---------- Data provided
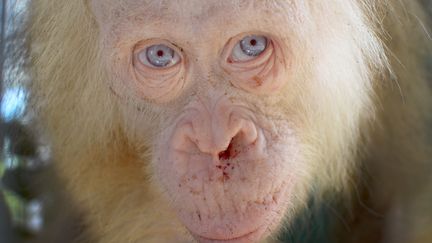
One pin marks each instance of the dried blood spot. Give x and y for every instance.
(225, 155)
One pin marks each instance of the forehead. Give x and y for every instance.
(187, 11)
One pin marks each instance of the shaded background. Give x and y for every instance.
(26, 203)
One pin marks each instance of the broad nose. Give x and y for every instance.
(221, 132)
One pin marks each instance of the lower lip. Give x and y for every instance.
(253, 236)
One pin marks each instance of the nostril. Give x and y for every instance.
(227, 153)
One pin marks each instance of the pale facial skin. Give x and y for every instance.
(225, 155)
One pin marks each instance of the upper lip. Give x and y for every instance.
(230, 239)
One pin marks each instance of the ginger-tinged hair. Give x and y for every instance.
(104, 170)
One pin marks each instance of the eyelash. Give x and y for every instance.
(144, 54)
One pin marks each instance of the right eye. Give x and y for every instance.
(158, 56)
(248, 48)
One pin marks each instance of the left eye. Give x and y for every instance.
(249, 48)
(159, 56)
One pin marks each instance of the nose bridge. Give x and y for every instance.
(212, 127)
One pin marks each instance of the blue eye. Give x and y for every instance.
(253, 45)
(249, 48)
(159, 56)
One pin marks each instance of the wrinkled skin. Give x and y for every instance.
(227, 164)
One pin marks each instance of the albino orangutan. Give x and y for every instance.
(234, 121)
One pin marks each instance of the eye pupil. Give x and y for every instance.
(159, 56)
(253, 45)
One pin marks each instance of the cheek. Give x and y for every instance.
(243, 190)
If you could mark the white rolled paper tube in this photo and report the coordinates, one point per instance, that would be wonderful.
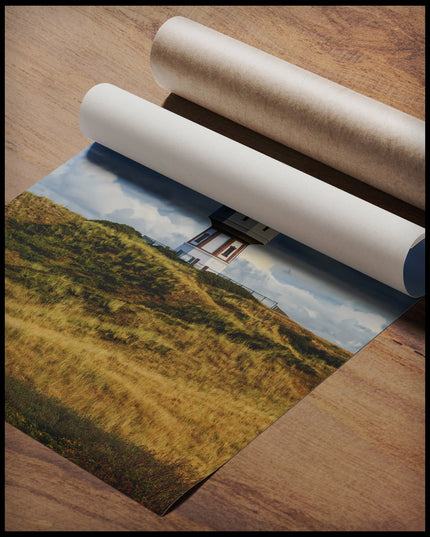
(335, 125)
(344, 227)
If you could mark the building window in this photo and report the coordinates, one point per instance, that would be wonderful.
(201, 238)
(229, 251)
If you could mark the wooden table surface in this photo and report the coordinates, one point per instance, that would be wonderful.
(350, 455)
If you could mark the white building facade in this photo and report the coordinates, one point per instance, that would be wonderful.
(230, 233)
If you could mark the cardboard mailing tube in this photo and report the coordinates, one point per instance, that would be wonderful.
(344, 227)
(324, 120)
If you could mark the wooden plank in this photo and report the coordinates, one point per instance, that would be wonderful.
(350, 456)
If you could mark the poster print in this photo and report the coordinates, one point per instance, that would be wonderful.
(151, 333)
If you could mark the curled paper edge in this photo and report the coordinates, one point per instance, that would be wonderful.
(348, 229)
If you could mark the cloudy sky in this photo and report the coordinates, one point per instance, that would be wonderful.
(332, 300)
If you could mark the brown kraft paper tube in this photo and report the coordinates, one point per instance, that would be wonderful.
(355, 134)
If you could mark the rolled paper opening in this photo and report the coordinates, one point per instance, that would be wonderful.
(414, 270)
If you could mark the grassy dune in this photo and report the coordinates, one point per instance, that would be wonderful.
(178, 366)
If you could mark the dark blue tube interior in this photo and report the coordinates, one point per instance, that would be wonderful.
(414, 270)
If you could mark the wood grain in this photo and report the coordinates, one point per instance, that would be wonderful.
(350, 455)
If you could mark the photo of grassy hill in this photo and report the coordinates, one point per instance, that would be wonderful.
(136, 366)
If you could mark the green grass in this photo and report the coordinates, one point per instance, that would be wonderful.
(116, 351)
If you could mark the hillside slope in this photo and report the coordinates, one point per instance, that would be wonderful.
(156, 355)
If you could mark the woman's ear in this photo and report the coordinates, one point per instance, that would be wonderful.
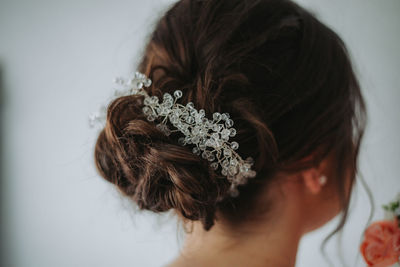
(313, 180)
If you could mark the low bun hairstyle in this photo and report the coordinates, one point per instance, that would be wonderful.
(283, 76)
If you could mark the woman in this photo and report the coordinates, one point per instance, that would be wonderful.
(287, 82)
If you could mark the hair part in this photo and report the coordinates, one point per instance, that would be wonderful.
(284, 77)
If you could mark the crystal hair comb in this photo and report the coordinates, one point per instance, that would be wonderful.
(210, 137)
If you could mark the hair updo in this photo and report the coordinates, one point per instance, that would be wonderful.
(283, 76)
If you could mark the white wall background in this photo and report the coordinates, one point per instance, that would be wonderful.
(57, 62)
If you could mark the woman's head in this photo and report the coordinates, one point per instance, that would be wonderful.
(283, 76)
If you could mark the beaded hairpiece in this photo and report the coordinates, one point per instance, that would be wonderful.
(195, 127)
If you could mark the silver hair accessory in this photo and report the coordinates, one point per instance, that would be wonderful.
(210, 137)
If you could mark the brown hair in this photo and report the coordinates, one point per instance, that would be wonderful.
(284, 77)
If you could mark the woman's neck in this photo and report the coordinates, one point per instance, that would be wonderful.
(271, 243)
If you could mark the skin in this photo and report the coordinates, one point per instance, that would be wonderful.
(302, 205)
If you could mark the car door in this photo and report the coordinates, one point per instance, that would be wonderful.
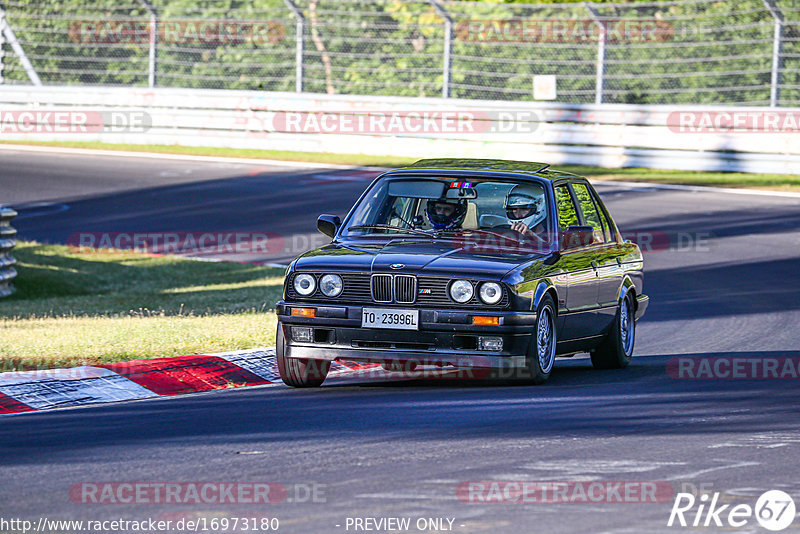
(578, 274)
(605, 251)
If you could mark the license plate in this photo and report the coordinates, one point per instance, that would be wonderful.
(390, 318)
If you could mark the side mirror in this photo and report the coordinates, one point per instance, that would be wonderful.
(577, 236)
(328, 224)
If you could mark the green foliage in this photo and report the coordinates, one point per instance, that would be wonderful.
(689, 52)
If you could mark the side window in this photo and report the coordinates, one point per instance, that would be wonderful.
(610, 235)
(591, 215)
(566, 209)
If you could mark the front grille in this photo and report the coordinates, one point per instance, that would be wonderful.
(429, 291)
(405, 289)
(382, 287)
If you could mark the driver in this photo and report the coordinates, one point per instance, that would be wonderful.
(524, 206)
(446, 213)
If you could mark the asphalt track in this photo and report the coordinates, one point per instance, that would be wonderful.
(725, 281)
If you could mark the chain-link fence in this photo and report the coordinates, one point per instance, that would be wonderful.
(686, 51)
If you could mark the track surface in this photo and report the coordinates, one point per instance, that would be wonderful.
(399, 448)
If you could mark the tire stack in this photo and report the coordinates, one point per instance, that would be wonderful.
(7, 242)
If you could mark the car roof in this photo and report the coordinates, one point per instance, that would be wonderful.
(487, 167)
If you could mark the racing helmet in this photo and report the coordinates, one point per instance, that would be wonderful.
(528, 198)
(446, 221)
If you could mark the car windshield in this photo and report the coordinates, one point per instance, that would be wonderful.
(431, 207)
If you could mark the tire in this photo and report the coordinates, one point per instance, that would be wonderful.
(616, 350)
(297, 372)
(541, 353)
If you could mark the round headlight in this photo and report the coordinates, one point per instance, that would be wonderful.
(490, 292)
(304, 284)
(331, 285)
(461, 291)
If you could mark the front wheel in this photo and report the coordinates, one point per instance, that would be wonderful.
(541, 353)
(617, 348)
(297, 372)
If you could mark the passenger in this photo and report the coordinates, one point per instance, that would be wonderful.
(525, 209)
(445, 213)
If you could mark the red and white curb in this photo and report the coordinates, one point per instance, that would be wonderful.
(28, 391)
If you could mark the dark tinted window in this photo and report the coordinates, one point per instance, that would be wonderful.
(566, 209)
(589, 211)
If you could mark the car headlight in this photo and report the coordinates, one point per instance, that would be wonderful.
(331, 285)
(490, 293)
(461, 291)
(304, 284)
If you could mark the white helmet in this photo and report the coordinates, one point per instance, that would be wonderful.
(529, 198)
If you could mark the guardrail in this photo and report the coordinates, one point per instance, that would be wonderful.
(7, 242)
(606, 135)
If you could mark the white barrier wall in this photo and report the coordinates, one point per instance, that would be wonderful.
(609, 135)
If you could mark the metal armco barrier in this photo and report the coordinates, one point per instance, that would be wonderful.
(605, 135)
(7, 242)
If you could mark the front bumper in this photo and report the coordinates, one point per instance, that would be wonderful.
(445, 337)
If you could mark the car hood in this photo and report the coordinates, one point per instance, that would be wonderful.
(432, 257)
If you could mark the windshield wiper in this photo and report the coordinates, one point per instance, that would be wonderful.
(479, 230)
(389, 227)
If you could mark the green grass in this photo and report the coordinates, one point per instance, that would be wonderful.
(75, 307)
(782, 182)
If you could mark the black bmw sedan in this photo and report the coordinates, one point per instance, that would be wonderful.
(473, 264)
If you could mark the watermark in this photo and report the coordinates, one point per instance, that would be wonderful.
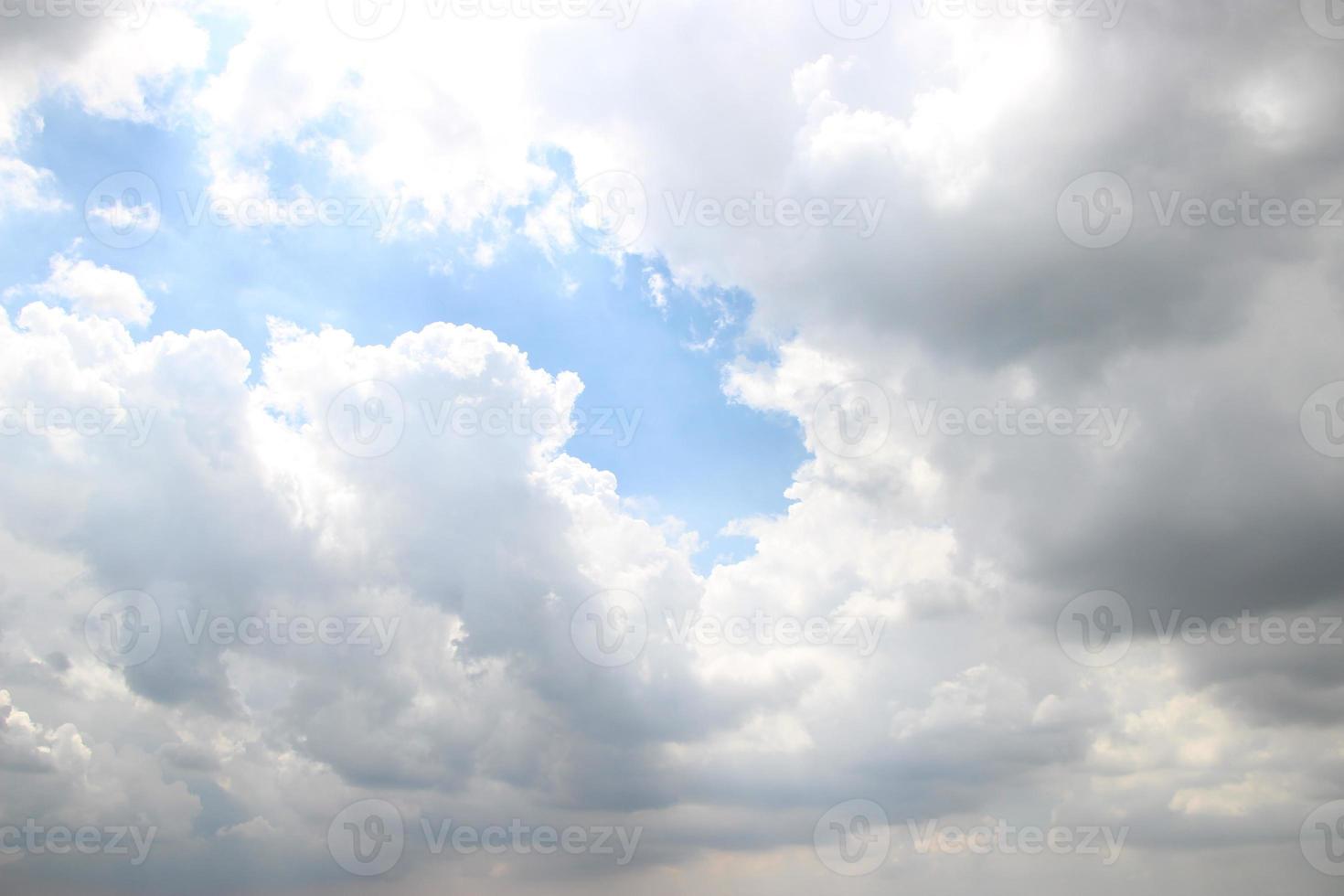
(1104, 423)
(131, 423)
(763, 209)
(1105, 11)
(771, 630)
(1026, 840)
(852, 19)
(303, 211)
(1095, 629)
(377, 19)
(852, 420)
(1097, 209)
(1321, 420)
(136, 12)
(612, 627)
(1321, 838)
(58, 840)
(611, 209)
(1247, 627)
(852, 838)
(122, 211)
(125, 211)
(368, 420)
(368, 838)
(126, 627)
(281, 630)
(123, 629)
(1326, 17)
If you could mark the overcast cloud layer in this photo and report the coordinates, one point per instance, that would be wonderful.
(1051, 293)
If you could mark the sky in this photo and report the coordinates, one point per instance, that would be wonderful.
(517, 446)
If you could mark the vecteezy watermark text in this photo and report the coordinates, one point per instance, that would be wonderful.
(126, 627)
(134, 11)
(368, 837)
(1009, 840)
(761, 209)
(1103, 423)
(280, 629)
(1098, 209)
(368, 420)
(1097, 629)
(58, 840)
(612, 629)
(131, 423)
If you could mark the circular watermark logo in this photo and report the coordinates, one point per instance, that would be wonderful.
(123, 209)
(123, 629)
(852, 420)
(1323, 838)
(1326, 17)
(1321, 420)
(368, 420)
(611, 629)
(854, 837)
(366, 19)
(1095, 629)
(852, 19)
(611, 209)
(1097, 209)
(368, 837)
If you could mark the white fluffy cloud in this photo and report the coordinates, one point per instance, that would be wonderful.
(316, 481)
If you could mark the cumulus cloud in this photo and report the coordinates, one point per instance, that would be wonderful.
(997, 420)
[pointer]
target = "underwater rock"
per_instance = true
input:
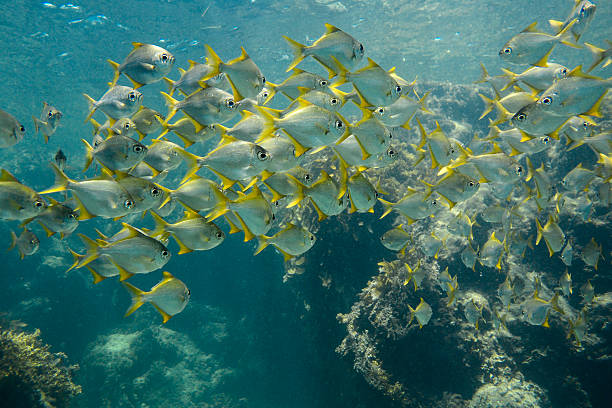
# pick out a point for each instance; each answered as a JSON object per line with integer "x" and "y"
{"x": 31, "y": 375}
{"x": 512, "y": 393}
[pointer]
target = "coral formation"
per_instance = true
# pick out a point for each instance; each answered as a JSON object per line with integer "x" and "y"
{"x": 31, "y": 375}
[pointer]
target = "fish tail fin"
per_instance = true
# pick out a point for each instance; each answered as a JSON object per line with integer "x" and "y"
{"x": 13, "y": 241}
{"x": 61, "y": 181}
{"x": 88, "y": 155}
{"x": 484, "y": 75}
{"x": 171, "y": 103}
{"x": 138, "y": 298}
{"x": 91, "y": 103}
{"x": 213, "y": 60}
{"x": 160, "y": 224}
{"x": 262, "y": 242}
{"x": 596, "y": 52}
{"x": 298, "y": 52}
{"x": 489, "y": 105}
{"x": 512, "y": 78}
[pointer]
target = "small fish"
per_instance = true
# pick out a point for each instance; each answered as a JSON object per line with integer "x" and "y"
{"x": 396, "y": 239}
{"x": 27, "y": 243}
{"x": 552, "y": 234}
{"x": 588, "y": 291}
{"x": 375, "y": 86}
{"x": 567, "y": 255}
{"x": 582, "y": 12}
{"x": 48, "y": 122}
{"x": 415, "y": 205}
{"x": 135, "y": 253}
{"x": 469, "y": 256}
{"x": 473, "y": 313}
{"x": 102, "y": 197}
{"x": 422, "y": 313}
{"x": 308, "y": 126}
{"x": 290, "y": 87}
{"x": 537, "y": 78}
{"x": 333, "y": 48}
{"x": 577, "y": 94}
{"x": 291, "y": 241}
{"x": 492, "y": 252}
{"x": 233, "y": 160}
{"x": 591, "y": 253}
{"x": 18, "y": 201}
{"x": 115, "y": 153}
{"x": 401, "y": 112}
{"x": 565, "y": 283}
{"x": 145, "y": 64}
{"x": 169, "y": 296}
{"x": 242, "y": 73}
{"x": 118, "y": 102}
{"x": 147, "y": 121}
{"x": 56, "y": 218}
{"x": 192, "y": 233}
{"x": 600, "y": 55}
{"x": 189, "y": 132}
{"x": 205, "y": 106}
{"x": 578, "y": 179}
{"x": 60, "y": 159}
{"x": 11, "y": 131}
{"x": 505, "y": 292}
{"x": 533, "y": 47}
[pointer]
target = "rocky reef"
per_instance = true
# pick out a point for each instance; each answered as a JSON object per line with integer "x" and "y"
{"x": 31, "y": 375}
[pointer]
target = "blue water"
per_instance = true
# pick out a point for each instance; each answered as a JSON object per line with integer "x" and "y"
{"x": 248, "y": 339}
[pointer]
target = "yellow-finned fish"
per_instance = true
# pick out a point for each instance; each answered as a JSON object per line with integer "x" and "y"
{"x": 308, "y": 126}
{"x": 169, "y": 296}
{"x": 116, "y": 103}
{"x": 291, "y": 241}
{"x": 27, "y": 243}
{"x": 533, "y": 47}
{"x": 192, "y": 233}
{"x": 191, "y": 132}
{"x": 18, "y": 201}
{"x": 582, "y": 12}
{"x": 577, "y": 94}
{"x": 48, "y": 122}
{"x": 290, "y": 87}
{"x": 145, "y": 64}
{"x": 11, "y": 131}
{"x": 375, "y": 86}
{"x": 243, "y": 74}
{"x": 415, "y": 205}
{"x": 331, "y": 49}
{"x": 103, "y": 196}
{"x": 422, "y": 313}
{"x": 233, "y": 160}
{"x": 396, "y": 239}
{"x": 205, "y": 106}
{"x": 553, "y": 235}
{"x": 116, "y": 153}
{"x": 135, "y": 253}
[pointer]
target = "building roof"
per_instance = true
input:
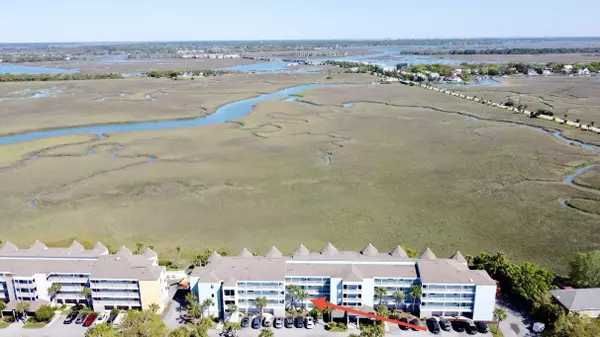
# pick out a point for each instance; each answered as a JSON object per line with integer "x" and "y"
{"x": 39, "y": 259}
{"x": 447, "y": 271}
{"x": 578, "y": 299}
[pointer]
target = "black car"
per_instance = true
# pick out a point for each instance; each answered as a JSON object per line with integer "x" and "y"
{"x": 81, "y": 318}
{"x": 403, "y": 320}
{"x": 433, "y": 326}
{"x": 459, "y": 326}
{"x": 445, "y": 324}
{"x": 482, "y": 327}
{"x": 415, "y": 322}
{"x": 112, "y": 317}
{"x": 471, "y": 328}
{"x": 71, "y": 317}
{"x": 256, "y": 323}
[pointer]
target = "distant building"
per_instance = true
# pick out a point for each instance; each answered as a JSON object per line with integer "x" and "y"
{"x": 454, "y": 79}
{"x": 585, "y": 302}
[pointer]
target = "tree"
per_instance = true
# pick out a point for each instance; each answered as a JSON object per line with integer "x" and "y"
{"x": 380, "y": 292}
{"x": 232, "y": 308}
{"x": 266, "y": 333}
{"x": 500, "y": 315}
{"x": 143, "y": 323}
{"x": 101, "y": 330}
{"x": 585, "y": 269}
{"x": 154, "y": 307}
{"x": 207, "y": 303}
{"x": 22, "y": 307}
{"x": 260, "y": 303}
{"x": 86, "y": 293}
{"x": 292, "y": 291}
{"x": 53, "y": 290}
{"x": 44, "y": 313}
{"x": 302, "y": 296}
{"x": 398, "y": 297}
{"x": 179, "y": 332}
{"x": 414, "y": 293}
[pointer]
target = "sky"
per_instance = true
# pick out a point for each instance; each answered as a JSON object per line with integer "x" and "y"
{"x": 199, "y": 20}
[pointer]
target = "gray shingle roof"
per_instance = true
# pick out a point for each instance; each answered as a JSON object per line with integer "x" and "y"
{"x": 578, "y": 299}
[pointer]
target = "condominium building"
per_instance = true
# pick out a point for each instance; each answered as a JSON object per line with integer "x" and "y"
{"x": 122, "y": 280}
{"x": 349, "y": 278}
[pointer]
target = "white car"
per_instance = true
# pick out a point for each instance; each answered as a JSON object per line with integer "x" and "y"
{"x": 102, "y": 318}
{"x": 309, "y": 323}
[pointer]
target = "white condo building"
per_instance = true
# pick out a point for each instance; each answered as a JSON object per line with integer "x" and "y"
{"x": 122, "y": 280}
{"x": 347, "y": 278}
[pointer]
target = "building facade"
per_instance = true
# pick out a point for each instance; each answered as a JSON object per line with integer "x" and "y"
{"x": 122, "y": 280}
{"x": 348, "y": 278}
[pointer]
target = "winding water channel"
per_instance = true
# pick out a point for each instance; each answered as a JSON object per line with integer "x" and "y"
{"x": 238, "y": 109}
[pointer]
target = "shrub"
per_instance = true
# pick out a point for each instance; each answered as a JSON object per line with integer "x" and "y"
{"x": 44, "y": 314}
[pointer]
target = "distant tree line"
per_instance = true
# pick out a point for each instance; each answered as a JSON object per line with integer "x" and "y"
{"x": 506, "y": 51}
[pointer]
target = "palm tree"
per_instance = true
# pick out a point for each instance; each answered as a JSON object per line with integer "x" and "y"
{"x": 260, "y": 303}
{"x": 414, "y": 293}
{"x": 302, "y": 296}
{"x": 380, "y": 292}
{"x": 500, "y": 315}
{"x": 292, "y": 291}
{"x": 207, "y": 303}
{"x": 154, "y": 307}
{"x": 86, "y": 293}
{"x": 53, "y": 290}
{"x": 398, "y": 297}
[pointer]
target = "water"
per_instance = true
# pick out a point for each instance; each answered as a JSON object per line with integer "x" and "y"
{"x": 10, "y": 68}
{"x": 270, "y": 67}
{"x": 225, "y": 113}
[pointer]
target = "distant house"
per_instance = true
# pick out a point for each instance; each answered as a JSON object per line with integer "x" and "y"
{"x": 453, "y": 79}
{"x": 434, "y": 76}
{"x": 585, "y": 302}
{"x": 567, "y": 68}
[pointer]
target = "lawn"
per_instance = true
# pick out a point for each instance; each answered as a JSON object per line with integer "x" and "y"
{"x": 493, "y": 327}
{"x": 387, "y": 175}
{"x": 37, "y": 325}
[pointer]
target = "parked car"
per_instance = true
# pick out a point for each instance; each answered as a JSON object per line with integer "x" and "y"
{"x": 81, "y": 318}
{"x": 471, "y": 328}
{"x": 256, "y": 322}
{"x": 482, "y": 327}
{"x": 90, "y": 319}
{"x": 71, "y": 317}
{"x": 403, "y": 320}
{"x": 433, "y": 325}
{"x": 309, "y": 323}
{"x": 278, "y": 322}
{"x": 445, "y": 324}
{"x": 112, "y": 317}
{"x": 416, "y": 323}
{"x": 102, "y": 317}
{"x": 459, "y": 326}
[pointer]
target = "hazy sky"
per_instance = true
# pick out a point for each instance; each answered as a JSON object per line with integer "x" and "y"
{"x": 152, "y": 20}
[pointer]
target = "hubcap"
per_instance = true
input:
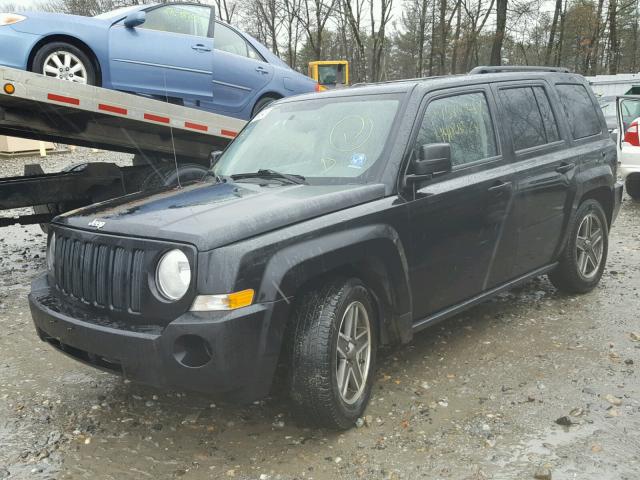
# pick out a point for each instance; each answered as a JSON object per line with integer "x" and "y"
{"x": 589, "y": 246}
{"x": 353, "y": 352}
{"x": 65, "y": 66}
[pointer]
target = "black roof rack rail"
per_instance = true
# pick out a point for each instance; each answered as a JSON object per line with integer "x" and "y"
{"x": 516, "y": 68}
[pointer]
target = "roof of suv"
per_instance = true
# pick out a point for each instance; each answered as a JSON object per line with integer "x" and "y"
{"x": 405, "y": 85}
--------------------
▶ Work task:
Your reply should be one number: how many lines in the entries above contain the word "distant".

▶ Written answer:
3